## EXERCISE OBJECTIVE
Please reproduce each line of the data below exactly as shown.

## DATA SHOWN
===
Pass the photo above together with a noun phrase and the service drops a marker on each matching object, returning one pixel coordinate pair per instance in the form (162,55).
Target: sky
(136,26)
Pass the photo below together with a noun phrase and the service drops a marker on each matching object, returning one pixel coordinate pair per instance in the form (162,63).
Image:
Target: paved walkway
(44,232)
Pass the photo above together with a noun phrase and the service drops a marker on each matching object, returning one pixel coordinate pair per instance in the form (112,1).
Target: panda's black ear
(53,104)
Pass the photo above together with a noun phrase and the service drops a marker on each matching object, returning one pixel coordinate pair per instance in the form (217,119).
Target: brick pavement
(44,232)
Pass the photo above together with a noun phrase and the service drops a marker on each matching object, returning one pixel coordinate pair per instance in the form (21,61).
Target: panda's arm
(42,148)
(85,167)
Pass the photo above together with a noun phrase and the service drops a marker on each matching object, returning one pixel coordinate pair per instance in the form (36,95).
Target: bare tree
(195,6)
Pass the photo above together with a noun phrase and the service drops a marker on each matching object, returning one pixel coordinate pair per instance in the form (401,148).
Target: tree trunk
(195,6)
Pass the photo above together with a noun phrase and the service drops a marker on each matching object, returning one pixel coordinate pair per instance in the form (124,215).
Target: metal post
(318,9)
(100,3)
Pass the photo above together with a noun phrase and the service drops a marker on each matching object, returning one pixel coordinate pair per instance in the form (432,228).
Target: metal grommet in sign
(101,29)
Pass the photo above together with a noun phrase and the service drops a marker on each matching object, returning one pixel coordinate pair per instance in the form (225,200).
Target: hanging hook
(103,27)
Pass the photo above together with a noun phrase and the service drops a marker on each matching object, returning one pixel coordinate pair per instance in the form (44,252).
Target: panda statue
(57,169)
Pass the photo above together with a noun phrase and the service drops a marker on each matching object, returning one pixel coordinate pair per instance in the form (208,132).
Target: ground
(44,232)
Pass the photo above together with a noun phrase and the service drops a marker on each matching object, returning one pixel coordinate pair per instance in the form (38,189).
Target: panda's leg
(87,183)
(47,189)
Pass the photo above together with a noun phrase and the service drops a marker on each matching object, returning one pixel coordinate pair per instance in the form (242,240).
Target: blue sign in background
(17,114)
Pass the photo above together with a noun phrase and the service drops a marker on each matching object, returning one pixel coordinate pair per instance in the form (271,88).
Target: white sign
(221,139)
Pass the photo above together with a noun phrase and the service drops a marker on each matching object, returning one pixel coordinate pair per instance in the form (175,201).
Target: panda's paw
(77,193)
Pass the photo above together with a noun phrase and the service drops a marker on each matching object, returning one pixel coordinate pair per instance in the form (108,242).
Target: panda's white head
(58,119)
===
## FINISHED EXERCISE
Pass the photo above together with a noun phrase and the service drops a marker on each matching object, returning one pixel coordinate pair per instance in the form (162,55).
Target: sky
(136,26)
Pass the photo below together with a noun phrase and the service drops a marker on each matching object, returning one pixel coordinate pair per instance in the form (162,63).
Image:
Target: paved walkway
(44,232)
Pass the photo above together with a noun phrase and the service drops a marker on each matching object, returning one pixel coordinate pair per instance in the form (112,1).
Target: panda's black ear
(53,104)
Pass the photo above together with a noun phrase and the service drops a marker on each matching object, returning one pixel coordinate pair per instance in the form (217,119).
Target: brick pavement
(44,232)
Pass the photo above together with a noun phrase and the service drops a marker on each matching object, returning one pixel coordinate pair per instance in the form (21,61).
Target: panda's arm
(42,148)
(85,167)
Pass the photo above together with a noun phrase and the service drops a marker on each matching object, returning one pixel coordinate pair per instance in the form (36,95).
Target: bare tree
(195,6)
Pass the photo above together with a noun phrase and the service drops a marker on each matching object, returning one pixel coordinate pair per instance in the form (401,148).
Target: tree trunk
(195,6)
Pass the photo above together with a noun phrase and the service drops a marker on each matching object, returning one pixel coordinate pair per instance in the form (124,215).
Target: metal post
(318,9)
(100,3)
Pass the photo above together with a noun phrase and the service drops a marker on each matching object, returning one pixel coordinate pair per instance in the form (432,228).
Target: metal grommet in sign
(101,29)
Pass the photo above together with a noun phrase and the service drops a marker on each matching object, returning one pixel coordinate pair per instance in the form (225,200).
Target: hanging hook
(103,27)
Pass the photo above together with a noun phrase and the service drops a marker on each matching object, returning one pixel coordinate pair per instance in the form (44,252).
Target: panda statue
(57,169)
Pass the photo above together with a noun phrase and the service drops a marker on each matching object, returning one pixel coordinate pair per instance in the form (208,132).
Target: ground
(44,232)
Pass the photo above together with a noun phrase and the service drops a marker on each matching object, returning one pixel coordinate pair per instance in the form (38,189).
Target: panda's leg
(87,183)
(47,189)
Pass the photo above together with a noun phrase and the service drops a marker on each matching object, returning one pixel coordinate pair per instance in the form (242,240).
Target: blue sign in background
(17,114)
Pass the photo above together with a noun phrase and the service drops a marker on each matching object, returning one pixel coordinate pair per instance in the form (271,88).
Target: white sign
(221,139)
Pass the photo above together with a noun phrase and the service drops a marker on each matching object, returning one pixel coordinate pair per instance in the form (175,201).
Target: panda's paw
(77,193)
Pass the photo above together with a noun phrase and the service drops a marker on each matching object, returning one pixel coordinate pair per instance in the form (108,242).
Target: panda's white head
(58,119)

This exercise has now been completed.